[YOUR INSTRUCTIONS]:
Please answer these questions from the forum thread on Hazelcast message delivery:
1. According to the quoted reply, what is the actual bottleneck?
2. Which two issues is the planned change in future Hazelcast versions expected to solve?
3. What does comment a) propose that messageObject.getObject() should do?

[PAGE TEXT]:

— START —

BTW, what if I need a guaranteed order of notifications only for the
messages from the same source?
But there is no restrictions for the messages from different sources
sent to the same destination.
How would you model that? Multiple queues or topics - one per source?
Are there any "cheaper" alternatives?

> And since the appropriate event receiving methods pass the actual object,
> those objects are deserialized by that thread. And this is the actual
> bottleneck.

Thanks! This analysis makes our current situation very clear.

> Instead of actual Object we should have passed the
> MessageObject kind of thing where the actual object is serialized or
> deserialized only when you call messageObject.getObject(). This way
> you could receive the events in ordered way and process them in as
> many threads as you want. And all deserialization would be done on
> your threads. We plan to change this on future Hazelcast versions.
> This will solve two issues
> 1. Deserialization that takes on 1 thread
> 2. Classloading problem; your classloader can be different from what
> Hazelcast uses.

Very cool! Sounds like a good plan. I'm looking forward to see it in
trunk.

Few comments on this feature:
a) messageObject.getObject() should probably remember its result, once
it is called, to avoid a deserialization of the same object happening
multiple times.
b) If there are multiple listeners inside the same JVM/classloader,
this approach would result in every listener doing its own
deserialization of the same object. May be this can be optimized
somehow.

— END —

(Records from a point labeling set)
— START —

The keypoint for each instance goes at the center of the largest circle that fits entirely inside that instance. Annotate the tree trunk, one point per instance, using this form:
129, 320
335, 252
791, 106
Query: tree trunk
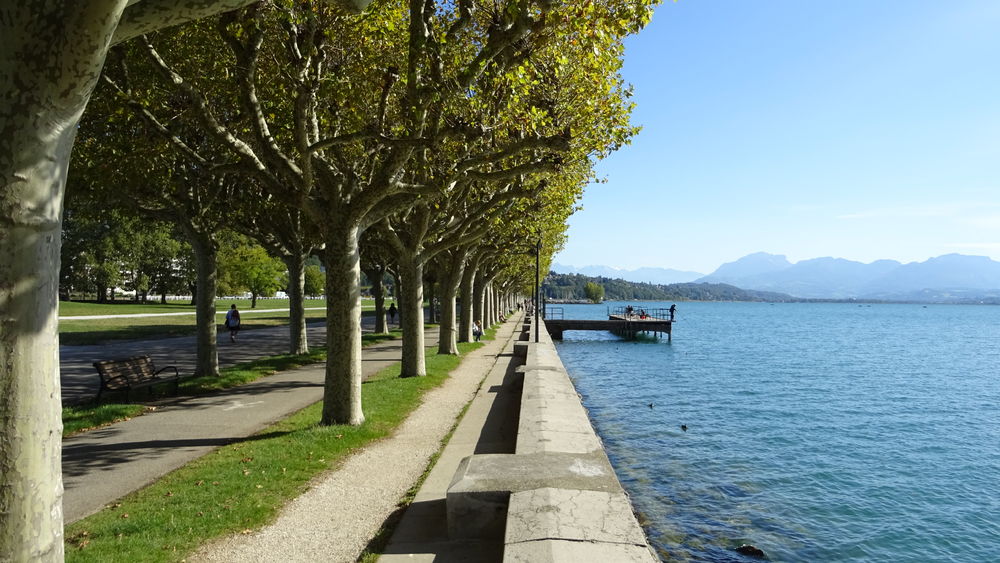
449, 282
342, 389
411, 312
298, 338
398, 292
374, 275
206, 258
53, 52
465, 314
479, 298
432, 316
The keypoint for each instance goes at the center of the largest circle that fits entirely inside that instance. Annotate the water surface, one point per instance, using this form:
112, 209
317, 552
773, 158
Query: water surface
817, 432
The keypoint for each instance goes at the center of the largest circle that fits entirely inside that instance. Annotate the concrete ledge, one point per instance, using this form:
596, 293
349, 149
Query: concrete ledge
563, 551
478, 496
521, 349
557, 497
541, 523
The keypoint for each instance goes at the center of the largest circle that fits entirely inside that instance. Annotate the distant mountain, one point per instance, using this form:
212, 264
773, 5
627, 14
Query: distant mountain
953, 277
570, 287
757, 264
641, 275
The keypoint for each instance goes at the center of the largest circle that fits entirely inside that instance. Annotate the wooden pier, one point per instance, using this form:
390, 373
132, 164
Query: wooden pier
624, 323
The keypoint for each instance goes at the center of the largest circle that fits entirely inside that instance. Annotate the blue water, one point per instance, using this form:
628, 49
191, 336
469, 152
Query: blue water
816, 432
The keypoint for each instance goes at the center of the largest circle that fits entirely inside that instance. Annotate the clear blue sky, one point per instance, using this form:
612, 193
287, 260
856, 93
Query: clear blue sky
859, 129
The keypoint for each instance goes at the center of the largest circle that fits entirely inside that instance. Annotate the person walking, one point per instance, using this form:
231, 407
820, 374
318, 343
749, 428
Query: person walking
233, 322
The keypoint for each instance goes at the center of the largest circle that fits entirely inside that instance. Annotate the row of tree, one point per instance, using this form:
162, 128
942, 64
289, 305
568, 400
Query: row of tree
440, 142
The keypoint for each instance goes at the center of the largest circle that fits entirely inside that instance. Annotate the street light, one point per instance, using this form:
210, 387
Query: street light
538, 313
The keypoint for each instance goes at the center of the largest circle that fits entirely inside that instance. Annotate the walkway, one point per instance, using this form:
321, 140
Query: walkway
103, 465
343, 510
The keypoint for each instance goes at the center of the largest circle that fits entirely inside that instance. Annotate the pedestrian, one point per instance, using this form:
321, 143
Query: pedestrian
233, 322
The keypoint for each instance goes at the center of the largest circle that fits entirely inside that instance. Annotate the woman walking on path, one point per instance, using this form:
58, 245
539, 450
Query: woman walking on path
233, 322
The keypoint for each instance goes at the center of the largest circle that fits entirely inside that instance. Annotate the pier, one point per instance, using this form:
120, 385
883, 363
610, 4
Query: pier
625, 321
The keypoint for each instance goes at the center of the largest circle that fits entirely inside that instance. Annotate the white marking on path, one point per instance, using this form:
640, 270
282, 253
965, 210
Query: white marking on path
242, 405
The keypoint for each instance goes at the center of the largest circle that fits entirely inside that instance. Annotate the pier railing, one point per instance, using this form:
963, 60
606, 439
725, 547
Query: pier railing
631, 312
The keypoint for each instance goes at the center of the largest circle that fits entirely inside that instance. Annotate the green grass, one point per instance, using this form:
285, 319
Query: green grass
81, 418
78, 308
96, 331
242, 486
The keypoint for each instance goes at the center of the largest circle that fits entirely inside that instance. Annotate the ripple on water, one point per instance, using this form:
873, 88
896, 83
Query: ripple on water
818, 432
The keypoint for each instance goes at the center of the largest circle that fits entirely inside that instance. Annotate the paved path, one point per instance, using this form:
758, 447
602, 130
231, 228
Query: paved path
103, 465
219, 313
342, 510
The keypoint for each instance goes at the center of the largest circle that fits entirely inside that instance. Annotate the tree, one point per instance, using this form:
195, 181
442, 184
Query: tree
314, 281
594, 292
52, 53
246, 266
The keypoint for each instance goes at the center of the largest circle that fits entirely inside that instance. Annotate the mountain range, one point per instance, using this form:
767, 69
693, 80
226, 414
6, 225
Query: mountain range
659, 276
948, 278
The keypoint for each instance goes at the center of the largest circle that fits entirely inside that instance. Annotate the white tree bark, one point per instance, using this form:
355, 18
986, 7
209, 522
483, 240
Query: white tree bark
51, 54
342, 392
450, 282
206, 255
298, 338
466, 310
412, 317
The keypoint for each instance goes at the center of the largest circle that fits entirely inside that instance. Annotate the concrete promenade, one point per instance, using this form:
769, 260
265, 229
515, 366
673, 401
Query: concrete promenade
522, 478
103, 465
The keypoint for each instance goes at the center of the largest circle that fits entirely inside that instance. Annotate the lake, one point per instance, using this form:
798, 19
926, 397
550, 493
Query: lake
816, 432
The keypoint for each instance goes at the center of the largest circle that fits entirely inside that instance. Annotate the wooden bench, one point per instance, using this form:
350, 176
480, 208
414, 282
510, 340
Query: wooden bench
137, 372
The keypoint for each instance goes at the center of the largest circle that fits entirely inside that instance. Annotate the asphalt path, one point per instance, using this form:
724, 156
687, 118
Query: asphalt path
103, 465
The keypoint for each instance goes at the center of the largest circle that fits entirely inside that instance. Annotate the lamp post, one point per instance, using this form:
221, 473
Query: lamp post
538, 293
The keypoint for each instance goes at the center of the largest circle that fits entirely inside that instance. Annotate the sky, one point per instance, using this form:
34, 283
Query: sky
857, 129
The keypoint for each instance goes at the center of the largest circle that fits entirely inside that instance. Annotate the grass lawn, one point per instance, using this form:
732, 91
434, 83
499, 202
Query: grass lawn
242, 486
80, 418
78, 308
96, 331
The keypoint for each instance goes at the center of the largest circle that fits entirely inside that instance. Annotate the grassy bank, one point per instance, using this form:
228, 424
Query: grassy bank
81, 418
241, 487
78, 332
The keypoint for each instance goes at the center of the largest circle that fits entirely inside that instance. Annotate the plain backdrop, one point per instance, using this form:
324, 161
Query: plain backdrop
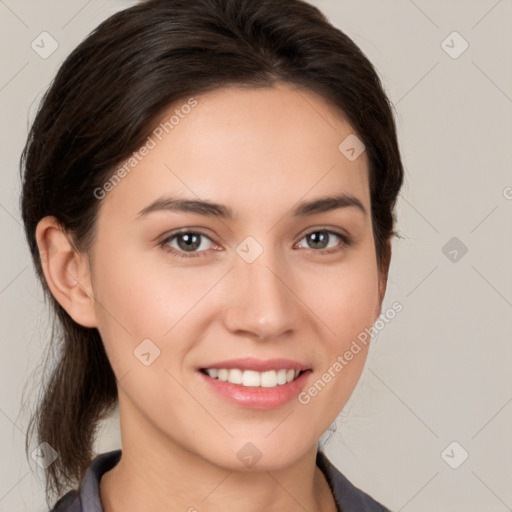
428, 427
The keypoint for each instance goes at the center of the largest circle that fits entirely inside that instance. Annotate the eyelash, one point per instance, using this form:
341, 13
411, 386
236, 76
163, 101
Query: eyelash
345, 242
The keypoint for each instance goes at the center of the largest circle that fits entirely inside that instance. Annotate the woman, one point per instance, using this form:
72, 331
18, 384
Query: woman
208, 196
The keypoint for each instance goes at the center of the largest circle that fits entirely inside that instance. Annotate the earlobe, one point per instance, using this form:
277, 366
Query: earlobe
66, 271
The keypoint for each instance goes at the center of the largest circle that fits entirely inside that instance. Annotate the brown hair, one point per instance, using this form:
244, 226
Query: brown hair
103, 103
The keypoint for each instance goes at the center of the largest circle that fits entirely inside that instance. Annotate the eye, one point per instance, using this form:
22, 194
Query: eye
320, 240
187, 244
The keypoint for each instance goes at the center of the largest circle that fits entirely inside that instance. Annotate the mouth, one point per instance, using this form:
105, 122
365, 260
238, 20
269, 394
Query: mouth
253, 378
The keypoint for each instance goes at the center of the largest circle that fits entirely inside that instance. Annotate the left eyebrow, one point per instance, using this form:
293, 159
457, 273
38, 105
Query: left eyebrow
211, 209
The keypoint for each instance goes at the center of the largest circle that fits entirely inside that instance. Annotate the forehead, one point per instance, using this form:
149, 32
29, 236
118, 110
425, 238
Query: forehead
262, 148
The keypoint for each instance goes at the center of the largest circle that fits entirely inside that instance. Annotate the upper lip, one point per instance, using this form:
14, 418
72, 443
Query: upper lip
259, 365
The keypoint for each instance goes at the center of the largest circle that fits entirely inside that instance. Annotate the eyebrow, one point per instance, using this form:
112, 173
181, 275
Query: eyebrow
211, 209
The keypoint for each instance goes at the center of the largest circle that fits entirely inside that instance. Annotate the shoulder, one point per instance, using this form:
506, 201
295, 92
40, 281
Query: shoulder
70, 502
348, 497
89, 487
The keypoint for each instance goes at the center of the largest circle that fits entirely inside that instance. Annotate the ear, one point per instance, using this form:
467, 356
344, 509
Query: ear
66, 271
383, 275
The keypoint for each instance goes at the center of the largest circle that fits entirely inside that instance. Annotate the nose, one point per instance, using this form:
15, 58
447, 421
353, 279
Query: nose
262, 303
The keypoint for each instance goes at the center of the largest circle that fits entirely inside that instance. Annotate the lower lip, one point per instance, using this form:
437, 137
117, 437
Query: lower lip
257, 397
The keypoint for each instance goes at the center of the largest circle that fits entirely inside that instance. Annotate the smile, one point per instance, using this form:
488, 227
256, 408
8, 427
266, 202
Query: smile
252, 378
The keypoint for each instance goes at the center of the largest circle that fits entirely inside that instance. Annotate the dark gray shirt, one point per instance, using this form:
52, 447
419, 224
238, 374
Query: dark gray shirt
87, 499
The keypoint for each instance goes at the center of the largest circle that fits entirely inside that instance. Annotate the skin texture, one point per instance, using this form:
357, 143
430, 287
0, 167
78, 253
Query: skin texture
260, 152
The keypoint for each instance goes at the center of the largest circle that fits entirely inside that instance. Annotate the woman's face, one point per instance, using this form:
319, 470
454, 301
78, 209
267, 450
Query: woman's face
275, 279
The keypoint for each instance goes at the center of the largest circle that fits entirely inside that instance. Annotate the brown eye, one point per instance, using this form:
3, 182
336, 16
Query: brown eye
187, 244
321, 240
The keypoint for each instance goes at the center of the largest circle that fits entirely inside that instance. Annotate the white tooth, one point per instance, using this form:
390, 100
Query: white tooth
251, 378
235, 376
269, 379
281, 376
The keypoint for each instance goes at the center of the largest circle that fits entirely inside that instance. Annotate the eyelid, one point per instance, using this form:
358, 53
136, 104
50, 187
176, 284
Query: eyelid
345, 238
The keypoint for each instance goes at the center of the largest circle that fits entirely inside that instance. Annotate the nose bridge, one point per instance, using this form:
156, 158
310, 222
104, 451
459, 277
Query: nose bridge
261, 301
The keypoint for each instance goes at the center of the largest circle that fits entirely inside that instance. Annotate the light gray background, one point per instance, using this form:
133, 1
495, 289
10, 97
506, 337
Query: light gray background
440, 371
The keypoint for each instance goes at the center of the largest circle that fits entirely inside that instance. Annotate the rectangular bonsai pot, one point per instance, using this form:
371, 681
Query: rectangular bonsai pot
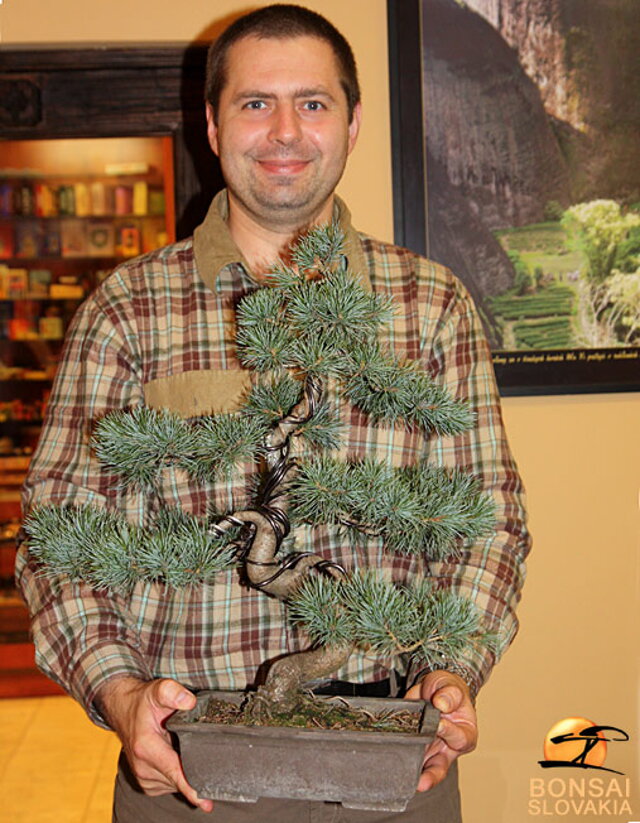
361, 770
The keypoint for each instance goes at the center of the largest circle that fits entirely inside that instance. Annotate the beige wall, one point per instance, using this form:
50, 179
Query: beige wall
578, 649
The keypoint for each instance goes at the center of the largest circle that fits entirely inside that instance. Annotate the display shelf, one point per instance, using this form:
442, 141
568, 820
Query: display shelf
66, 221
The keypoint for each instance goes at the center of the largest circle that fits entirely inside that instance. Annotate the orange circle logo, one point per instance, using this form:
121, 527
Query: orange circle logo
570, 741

— END —

[SOLUTION BELOW]:
1. The deserialization of the objects by the single thread that runs the event receiving methods.
2. Deserialization happening on one thread, and the classloading problem where your classloader can differ from the one Hazelcast uses.
3. It should remember its result once called, so the same object isn't deserialized multiple times.